** begin LISTING **
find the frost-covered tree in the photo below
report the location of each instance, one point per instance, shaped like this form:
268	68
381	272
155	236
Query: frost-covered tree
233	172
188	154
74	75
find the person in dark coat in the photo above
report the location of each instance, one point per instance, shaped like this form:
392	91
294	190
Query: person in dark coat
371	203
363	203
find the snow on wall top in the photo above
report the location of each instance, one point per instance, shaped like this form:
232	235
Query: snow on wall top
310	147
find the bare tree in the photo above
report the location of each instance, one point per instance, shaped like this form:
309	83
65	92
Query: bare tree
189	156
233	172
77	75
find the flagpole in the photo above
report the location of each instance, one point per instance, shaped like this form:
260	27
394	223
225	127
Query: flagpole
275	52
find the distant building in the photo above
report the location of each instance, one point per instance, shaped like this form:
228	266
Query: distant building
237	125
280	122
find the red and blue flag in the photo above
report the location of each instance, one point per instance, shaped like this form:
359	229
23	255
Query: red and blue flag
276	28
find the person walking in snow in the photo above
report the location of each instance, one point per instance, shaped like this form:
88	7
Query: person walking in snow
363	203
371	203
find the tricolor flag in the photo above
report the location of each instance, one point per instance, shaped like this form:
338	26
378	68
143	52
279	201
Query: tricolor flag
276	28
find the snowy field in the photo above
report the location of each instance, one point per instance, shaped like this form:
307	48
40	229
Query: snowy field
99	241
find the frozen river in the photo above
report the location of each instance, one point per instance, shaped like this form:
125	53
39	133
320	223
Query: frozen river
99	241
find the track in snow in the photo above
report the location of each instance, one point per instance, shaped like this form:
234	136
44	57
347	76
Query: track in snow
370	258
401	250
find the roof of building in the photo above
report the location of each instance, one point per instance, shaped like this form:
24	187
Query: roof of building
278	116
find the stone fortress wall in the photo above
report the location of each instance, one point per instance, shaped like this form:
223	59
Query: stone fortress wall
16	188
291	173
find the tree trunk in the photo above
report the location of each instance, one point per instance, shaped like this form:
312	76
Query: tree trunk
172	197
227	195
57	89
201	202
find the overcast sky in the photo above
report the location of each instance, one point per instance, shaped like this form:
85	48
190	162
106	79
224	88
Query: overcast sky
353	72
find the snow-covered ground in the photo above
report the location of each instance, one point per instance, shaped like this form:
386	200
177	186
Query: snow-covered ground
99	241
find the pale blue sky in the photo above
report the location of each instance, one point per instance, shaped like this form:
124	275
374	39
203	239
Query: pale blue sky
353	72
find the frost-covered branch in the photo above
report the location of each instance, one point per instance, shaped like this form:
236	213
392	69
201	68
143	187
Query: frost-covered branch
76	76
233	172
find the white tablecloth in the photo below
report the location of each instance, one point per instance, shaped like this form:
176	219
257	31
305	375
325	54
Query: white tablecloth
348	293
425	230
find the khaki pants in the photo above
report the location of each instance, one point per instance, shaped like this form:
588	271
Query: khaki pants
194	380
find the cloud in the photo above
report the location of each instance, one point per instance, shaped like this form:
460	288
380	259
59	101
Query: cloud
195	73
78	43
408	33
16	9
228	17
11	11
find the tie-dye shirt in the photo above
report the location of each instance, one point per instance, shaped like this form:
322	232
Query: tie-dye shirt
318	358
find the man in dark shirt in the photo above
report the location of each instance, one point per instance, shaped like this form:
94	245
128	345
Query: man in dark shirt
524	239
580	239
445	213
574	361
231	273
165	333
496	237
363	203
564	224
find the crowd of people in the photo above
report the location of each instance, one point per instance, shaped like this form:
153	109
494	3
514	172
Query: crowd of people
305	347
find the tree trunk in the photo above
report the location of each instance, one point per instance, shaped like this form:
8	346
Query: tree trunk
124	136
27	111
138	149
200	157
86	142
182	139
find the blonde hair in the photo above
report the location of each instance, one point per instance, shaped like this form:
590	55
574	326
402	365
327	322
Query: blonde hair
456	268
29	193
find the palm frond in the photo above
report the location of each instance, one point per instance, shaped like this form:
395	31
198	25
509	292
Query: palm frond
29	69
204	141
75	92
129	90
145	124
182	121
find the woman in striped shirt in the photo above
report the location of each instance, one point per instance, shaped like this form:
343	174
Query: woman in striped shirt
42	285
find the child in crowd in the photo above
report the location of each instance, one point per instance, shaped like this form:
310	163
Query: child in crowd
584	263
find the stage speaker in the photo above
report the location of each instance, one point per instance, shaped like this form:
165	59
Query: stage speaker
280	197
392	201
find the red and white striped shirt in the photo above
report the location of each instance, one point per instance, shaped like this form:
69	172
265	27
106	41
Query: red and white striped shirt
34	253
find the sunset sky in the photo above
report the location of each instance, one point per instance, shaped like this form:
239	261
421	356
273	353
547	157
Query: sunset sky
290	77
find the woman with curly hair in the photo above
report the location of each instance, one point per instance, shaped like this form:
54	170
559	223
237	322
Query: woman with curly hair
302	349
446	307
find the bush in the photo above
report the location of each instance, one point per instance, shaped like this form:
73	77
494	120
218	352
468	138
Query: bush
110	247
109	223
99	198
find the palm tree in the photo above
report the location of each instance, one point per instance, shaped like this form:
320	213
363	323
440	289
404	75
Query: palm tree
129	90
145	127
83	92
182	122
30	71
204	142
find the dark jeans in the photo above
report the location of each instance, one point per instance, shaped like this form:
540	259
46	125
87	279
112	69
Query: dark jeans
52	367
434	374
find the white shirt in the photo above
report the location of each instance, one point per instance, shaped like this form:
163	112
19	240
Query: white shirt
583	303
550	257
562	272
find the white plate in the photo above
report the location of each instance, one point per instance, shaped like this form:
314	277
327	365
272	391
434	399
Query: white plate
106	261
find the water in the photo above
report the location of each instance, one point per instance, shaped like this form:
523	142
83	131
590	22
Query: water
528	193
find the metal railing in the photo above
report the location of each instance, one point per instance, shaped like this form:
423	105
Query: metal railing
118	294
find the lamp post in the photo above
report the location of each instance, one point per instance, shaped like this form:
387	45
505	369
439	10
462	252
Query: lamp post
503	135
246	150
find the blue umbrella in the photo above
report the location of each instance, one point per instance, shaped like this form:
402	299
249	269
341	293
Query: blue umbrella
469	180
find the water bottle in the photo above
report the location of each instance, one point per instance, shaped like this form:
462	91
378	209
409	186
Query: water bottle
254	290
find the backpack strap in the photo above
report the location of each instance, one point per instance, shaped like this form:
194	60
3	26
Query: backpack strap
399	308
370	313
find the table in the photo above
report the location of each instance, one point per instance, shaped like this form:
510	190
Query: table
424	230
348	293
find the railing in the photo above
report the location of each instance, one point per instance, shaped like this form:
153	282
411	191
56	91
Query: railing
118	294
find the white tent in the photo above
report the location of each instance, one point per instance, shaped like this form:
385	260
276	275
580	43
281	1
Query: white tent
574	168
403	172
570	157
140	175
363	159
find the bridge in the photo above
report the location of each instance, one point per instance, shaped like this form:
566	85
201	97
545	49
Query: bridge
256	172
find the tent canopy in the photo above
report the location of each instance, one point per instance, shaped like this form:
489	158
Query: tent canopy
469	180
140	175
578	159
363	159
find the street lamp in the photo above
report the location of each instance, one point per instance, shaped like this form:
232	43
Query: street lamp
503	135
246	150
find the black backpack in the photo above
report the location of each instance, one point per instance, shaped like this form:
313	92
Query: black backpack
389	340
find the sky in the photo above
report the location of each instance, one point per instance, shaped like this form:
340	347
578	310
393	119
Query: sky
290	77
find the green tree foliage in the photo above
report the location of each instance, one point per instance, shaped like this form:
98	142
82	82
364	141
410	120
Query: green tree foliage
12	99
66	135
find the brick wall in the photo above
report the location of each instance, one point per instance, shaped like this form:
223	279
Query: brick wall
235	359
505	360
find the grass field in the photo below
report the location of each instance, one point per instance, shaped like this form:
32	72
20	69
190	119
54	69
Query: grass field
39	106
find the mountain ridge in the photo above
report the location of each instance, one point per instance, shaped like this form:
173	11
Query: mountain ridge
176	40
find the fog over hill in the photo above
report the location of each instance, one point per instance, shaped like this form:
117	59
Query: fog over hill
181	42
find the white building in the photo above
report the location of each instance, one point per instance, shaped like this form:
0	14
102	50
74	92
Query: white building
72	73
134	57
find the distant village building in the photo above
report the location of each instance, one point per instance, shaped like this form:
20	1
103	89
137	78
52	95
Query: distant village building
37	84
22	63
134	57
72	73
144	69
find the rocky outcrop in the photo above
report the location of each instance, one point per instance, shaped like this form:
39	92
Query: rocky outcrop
** end LISTING **
Reproduce, with no changes, the lines of the material starting with the line that contains "find the sky in the photo above" and going on through the final line of the material.

# EXERCISE RESULT:
find the sky in the photo above
report the location of each instance, one point per instance, shaped like this form:
340	347
578	310
393	119
Query: sky
290	77
find the green tree foliage in the photo above
report the location of each instance, one point per instance, shaped like this form:
98	142
82	82
364	141
410	120
Query: green tree foliage
12	99
66	135
find the brick wall in the photo above
report the location of each instance, one point per instance, shaped like this form:
223	279
Query: brick wall
235	359
505	360
find the grass field in the photo below
report the location of each instance, one point per instance, shaped like this form:
32	72
20	69
190	119
54	69
Query: grass field
39	106
find the mountain ridge in the photo above
report the location of each instance, one point per instance, shaped like this form:
173	11
Query: mountain ridge
176	40
find the fog over hill in the photo above
report the location of each instance, one point per instance, shaped like this form:
117	59
Query: fog over hill
181	42
find the white building in the photo above
report the location of each instance, one point per instance, shaped like this form:
0	14
102	50
74	92
Query: white building
72	73
134	57
find the distant village building in the photo above
report the location of each instance, one point per instance, shaped like this form:
20	1
103	89
137	78
52	95
Query: distant village building
37	84
22	63
134	57
72	73
144	69
find the rocky outcrop in the photo above
report the location of each instance, one point per instance, shaped like this form:
39	92
Query: rocky outcrop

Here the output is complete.